▶ _Task statement_
Could you return all of the data exactly as given?

▶ _Stored data_
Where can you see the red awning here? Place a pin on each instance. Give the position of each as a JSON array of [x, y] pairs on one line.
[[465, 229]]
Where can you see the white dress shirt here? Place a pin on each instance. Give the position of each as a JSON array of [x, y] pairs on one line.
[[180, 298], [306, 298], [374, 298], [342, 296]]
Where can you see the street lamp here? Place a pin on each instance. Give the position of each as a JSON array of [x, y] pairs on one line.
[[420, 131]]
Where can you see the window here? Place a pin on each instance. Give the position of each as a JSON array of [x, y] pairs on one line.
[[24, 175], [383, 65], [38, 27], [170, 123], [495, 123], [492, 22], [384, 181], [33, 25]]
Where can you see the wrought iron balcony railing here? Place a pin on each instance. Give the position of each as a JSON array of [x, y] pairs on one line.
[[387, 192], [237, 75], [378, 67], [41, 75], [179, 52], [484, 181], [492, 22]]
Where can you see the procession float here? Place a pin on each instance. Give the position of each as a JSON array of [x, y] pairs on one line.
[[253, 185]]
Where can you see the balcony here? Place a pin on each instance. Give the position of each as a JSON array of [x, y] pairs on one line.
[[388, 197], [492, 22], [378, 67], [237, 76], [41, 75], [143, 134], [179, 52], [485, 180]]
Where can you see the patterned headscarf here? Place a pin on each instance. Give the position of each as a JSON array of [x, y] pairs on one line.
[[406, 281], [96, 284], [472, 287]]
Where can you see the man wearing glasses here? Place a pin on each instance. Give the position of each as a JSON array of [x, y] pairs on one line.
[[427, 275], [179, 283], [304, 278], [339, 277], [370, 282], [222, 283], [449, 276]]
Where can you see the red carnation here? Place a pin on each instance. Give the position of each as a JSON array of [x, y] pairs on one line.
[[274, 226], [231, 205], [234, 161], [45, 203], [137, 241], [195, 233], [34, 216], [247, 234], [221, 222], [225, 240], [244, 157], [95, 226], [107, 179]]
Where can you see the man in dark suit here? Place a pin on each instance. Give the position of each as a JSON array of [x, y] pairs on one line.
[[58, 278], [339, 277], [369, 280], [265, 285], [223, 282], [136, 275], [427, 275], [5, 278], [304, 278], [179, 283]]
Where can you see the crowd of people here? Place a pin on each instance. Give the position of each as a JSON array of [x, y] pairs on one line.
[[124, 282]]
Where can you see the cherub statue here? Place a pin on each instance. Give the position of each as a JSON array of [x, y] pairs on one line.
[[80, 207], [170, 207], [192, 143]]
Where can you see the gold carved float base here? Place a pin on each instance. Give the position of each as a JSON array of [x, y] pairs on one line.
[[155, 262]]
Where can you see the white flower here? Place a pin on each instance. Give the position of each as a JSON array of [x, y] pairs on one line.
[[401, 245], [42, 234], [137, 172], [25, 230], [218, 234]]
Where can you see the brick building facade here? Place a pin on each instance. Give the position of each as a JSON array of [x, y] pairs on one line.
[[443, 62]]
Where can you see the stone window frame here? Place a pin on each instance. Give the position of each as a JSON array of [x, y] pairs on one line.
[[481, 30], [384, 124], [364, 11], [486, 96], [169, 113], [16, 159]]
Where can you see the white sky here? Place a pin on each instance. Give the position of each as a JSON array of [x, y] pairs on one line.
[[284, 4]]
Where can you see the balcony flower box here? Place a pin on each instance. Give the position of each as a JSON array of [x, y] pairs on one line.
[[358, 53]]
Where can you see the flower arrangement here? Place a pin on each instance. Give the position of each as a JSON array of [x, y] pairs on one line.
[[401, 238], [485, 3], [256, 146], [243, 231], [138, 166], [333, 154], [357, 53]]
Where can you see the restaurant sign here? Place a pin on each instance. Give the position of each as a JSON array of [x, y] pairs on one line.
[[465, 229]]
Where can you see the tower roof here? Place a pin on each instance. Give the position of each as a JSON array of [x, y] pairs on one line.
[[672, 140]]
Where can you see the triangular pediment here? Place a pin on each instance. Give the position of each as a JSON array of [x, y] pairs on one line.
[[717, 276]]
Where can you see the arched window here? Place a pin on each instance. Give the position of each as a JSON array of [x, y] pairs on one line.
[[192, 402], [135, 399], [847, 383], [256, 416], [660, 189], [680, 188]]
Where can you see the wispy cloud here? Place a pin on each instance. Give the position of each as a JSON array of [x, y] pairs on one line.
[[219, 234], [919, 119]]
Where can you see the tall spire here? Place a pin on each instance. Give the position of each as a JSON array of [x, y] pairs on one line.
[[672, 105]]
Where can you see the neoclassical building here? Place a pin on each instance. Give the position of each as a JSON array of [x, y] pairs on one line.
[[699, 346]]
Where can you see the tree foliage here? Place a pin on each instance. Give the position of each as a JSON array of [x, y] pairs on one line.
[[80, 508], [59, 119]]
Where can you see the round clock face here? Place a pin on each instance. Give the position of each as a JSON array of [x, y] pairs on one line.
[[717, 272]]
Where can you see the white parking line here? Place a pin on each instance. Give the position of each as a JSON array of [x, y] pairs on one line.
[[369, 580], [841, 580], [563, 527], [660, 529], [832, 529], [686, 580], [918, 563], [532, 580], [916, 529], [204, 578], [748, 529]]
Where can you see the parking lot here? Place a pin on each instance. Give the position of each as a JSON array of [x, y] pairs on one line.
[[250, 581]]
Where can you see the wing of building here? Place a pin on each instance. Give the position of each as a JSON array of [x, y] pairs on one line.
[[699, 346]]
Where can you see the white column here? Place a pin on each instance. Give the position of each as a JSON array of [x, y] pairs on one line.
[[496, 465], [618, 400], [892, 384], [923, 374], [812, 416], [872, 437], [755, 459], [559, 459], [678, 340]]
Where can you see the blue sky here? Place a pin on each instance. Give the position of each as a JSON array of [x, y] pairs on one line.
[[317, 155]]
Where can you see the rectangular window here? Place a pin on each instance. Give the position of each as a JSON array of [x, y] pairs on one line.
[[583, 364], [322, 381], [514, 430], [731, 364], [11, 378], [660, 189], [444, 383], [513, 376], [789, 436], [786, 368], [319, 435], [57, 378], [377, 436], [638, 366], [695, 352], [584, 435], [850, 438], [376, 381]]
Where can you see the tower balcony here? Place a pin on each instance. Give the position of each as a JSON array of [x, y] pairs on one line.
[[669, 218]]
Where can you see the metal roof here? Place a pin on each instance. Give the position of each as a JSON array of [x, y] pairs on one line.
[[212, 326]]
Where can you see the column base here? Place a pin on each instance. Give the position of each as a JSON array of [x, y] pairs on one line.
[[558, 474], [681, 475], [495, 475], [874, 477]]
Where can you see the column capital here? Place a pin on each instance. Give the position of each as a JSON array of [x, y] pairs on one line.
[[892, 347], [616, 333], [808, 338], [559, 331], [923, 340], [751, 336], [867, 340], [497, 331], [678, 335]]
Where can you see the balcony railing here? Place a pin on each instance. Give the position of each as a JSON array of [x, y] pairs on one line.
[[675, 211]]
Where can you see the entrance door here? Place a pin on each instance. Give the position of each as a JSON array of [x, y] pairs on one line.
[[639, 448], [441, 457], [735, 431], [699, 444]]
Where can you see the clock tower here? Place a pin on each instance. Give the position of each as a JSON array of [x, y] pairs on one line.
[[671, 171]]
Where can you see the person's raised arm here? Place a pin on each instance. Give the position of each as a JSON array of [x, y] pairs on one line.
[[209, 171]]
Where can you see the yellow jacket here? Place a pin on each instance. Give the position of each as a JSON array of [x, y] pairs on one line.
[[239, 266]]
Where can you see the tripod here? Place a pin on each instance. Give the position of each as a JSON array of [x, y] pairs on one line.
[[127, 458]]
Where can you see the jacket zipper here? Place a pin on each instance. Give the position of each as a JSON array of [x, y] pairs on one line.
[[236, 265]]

▶ _Exercise solution_
Where can you see the red awning here? Place a pin on each instance. Give the position of each as a JSON array of [x, y] pairs on one line.
[[465, 229]]
Where can you see the white dress shirt here? Place a pin on each instance. Give the position of each as a JSON array of [x, y] pairs on one line.
[[180, 298], [306, 298], [374, 298], [342, 296]]
Where can you see the street lamp here? Place a pin on each instance. Give the position of each as a JSON array of [x, y] pairs on one line.
[[420, 131]]
Where can you see the window here? Place a pin on each instance. Give the position of each as a JSON array of [x, y] pairs on one line.
[[24, 175], [383, 65], [38, 27], [170, 123], [495, 123], [492, 22], [384, 181], [33, 25]]
Where can you see the wrought iron balcony railing here? Place a pin on each instance. Give the position of each as a JSON array of [x, y] pairs on one line.
[[387, 192], [237, 75], [378, 67], [41, 75], [179, 52], [484, 181], [492, 22]]
Where can you see the procession float here? Place a pin on each instance. Give the position of each as a JSON array of [x, y] pairs on one line.
[[253, 185]]
Where can you see the balcony here? Place a pin on each instance. Give the position of each as a JSON array of [x, y] pairs on one line.
[[388, 197], [492, 22], [378, 67], [237, 76], [41, 75], [143, 134], [179, 52], [485, 180]]
Where can you see the patterned headscarf here? Place a pin on each instance. Give the position of each as a JSON array of [x, y] pairs on one line.
[[406, 281], [96, 284], [472, 287]]
Where can you see the man wearing glasses here? Place a pin on each instance. Give the position of each as a JSON array of [x, y] pairs on one line.
[[427, 275], [179, 283], [304, 278], [339, 277], [370, 282], [222, 283], [449, 276]]
Where can you see the red carnation here? Place a pin on each instance. Give the position of each as a JSON array of [x, y] pairs on one line.
[[274, 226], [231, 205], [234, 161], [45, 203], [137, 241], [195, 233], [34, 216], [247, 234], [221, 222], [225, 240], [244, 157], [95, 226], [107, 179]]
Where can you see the man in dark suit here? Place a pin on each instance. Give the position of each as a JSON array of [x, y] pairs on one line.
[[58, 278], [339, 277], [369, 280], [265, 285], [223, 282], [136, 275], [427, 275], [5, 278], [304, 278], [179, 283]]
Where can you see the crowd of people here? Place a pin on each instance. Give the position of each as a JSON array of [x, y] pairs on one line.
[[124, 282]]
Where can you see the cherub statue here? Place a pin on each instance. Give the position of each as a JSON array of [x, y] pairs on one line.
[[80, 207], [170, 207], [192, 143]]
Where can you see the gold carved float base here? Place a pin on each instance. Give the position of each as a JSON array of [x, y] pairs on one line.
[[155, 262]]
Where can you see the white flower here? Place a pin on each instance. Give the position of each as a JSON array of [x, y] pairs on one line.
[[401, 245], [42, 234], [137, 172], [25, 230], [218, 234]]
Where can you see the brick building facade here? Place a pin on each instance. Give the position of each as a JSON array of [x, y] pairs on one line.
[[443, 62]]
Where can you see the stone window frame here? Place a pin on each instance. Give the position of each as a JSON array of [x, y] pairs on one line.
[[481, 30], [384, 124], [364, 11], [486, 96], [169, 113], [16, 159]]
Where can you see the white sky here? Place a pin on each instance. Give the position of each as a JSON array of [x, y] pairs on one line.
[[284, 4]]
Where can you see the balcony flower box here? Place a pin on each instance. Give the position of each as a JSON array of [x, y] pairs on one line.
[[358, 53]]
Where can you see the flower arrangement here? Place a pin on each instance. Give the position of each as a JSON array of [x, y] pairs on one line.
[[401, 238], [485, 3], [256, 146], [243, 231], [138, 166], [333, 154], [357, 53]]
Where can you see the restaurant sign here? Place a pin on each instance. Give the position of each as a JSON array of [x, y] pairs on one line.
[[465, 229]]
Where can you see the tower roof here? Place a pin on each instance. Give the position of each as a JSON array of [x, y] pairs on one line.
[[672, 140]]
Where can you see the triangular pediment here? Place a pin on each instance. Give the position of each as a JSON array of [x, y] pairs on one line.
[[717, 276]]
Where can you see the arched window here? Place a pin on each instance. Give the position of each as a JSON array of [x, y] pairs on one line.
[[192, 402], [135, 399], [847, 383], [256, 416], [660, 189], [680, 188]]
Where can you see the wispy cloud here? Place a pin on each instance. Give the position of each as a JSON array of [x, y] pairs on one line.
[[219, 234], [919, 119]]
Where can you see the tall spire here? Place a pin on each instance. Give the position of each as a JSON array of [x, y] pairs on one line.
[[672, 105]]
Where can you see the neoclassical building here? Place a pin on each instance. Give the position of each as a JSON array of [x, y] pairs on one line.
[[699, 346]]
Where can you see the tree foliage here? Place a pin on each instance. Give the position of each as a JSON array of [x, y] pairs on one line.
[[80, 508], [59, 119]]
Where can you see the round clock face here? Place a pin on each instance. Give the position of each as a JSON array of [x, y] pairs on one line.
[[717, 272]]
Where can you see the white parking line here? Place a pin on each instance. Give the position of each as a JSON array of [x, y] pairs on one line.
[[369, 580], [841, 580], [563, 527], [660, 529], [832, 529], [686, 580], [918, 563], [532, 580], [916, 529], [204, 578], [748, 529]]
Where can you see the parking lot here? Place a pin on each instance. Give the position of each as a JSON array of [x, y] pairs on one line.
[[250, 581]]
Where can you see the wing of building here? Place a pin on each instance. Give the position of each as a JSON array of [x, y] pairs on one line.
[[699, 346]]
Where can you see the white column here? Place a pin on each instance. Give the position of each as a JSON array of [x, y] pairs on one line.
[[496, 465], [618, 400], [892, 384], [923, 374], [812, 416], [872, 437], [755, 459], [559, 459], [678, 340]]
Where can you see the blue sky here? Place a pin on each instance. Give the position of each as a JSON array of [x, y] pairs on one line.
[[317, 155]]
Where can you see the rectangular window here? Place a pin on each instance. Give the position of each as a JSON array of [x, y] pairs on one line.
[[583, 364], [322, 381], [514, 430], [731, 364], [11, 378], [660, 189], [444, 383], [513, 376], [789, 436], [786, 368], [319, 435], [57, 378], [377, 436], [638, 366], [695, 352], [584, 435], [850, 438], [376, 381]]
Where can you see the tower balcony here? Place a pin on each instance. Give the position of each as a JSON array of [x, y] pairs on one line.
[[669, 218]]
Where can you see the metal roof here? Place a pin on each instance. Give the position of each as a JSON array of [x, y] pairs on one line.
[[212, 326]]
Where can you see the column base here? Place a pin on each instance. Give the position of each as a JSON array of [x, y] pairs on one line.
[[558, 474], [681, 475], [495, 475], [874, 477]]
Where can you see the column capital here? Place a pin on each instance. Give the position of each as a JSON array of [x, y] pairs on one line.
[[892, 347], [616, 333], [808, 338], [559, 331], [923, 340], [751, 336], [867, 340], [497, 331], [678, 335]]
Where can you see the balcony railing here? Place a pin on each instance. Give the position of each as a JSON array of [x, y] pairs on one line.
[[675, 211]]
Where can you see the entrance door here? Place a pin on each instance. Give the position of each as a JSON array of [x, y] pairs on one line.
[[639, 448], [441, 457], [735, 431], [699, 444]]
Where can you see the clock tower here? Place a pin on each instance. Give the position of each as a JSON array of [x, y] pairs on one line.
[[671, 171]]
Where can you see the person's raised arm here? Place a pin on each instance. Give the position of each as a JSON array of [x, y] pairs on one line.
[[209, 171]]
Where can you see the yellow jacket here? Place a pin on each instance. Give the position of each as a JSON array of [x, y] pairs on one line.
[[239, 266]]
Where can you see the tripod here? Place a pin on each instance. Give the position of each as a JSON array of [x, y] pairs on one line.
[[127, 458]]
Where can you see the jacket zipper here? Place a pin on each instance. Give the position of each as a JSON array of [x, y] pairs on one line.
[[236, 265]]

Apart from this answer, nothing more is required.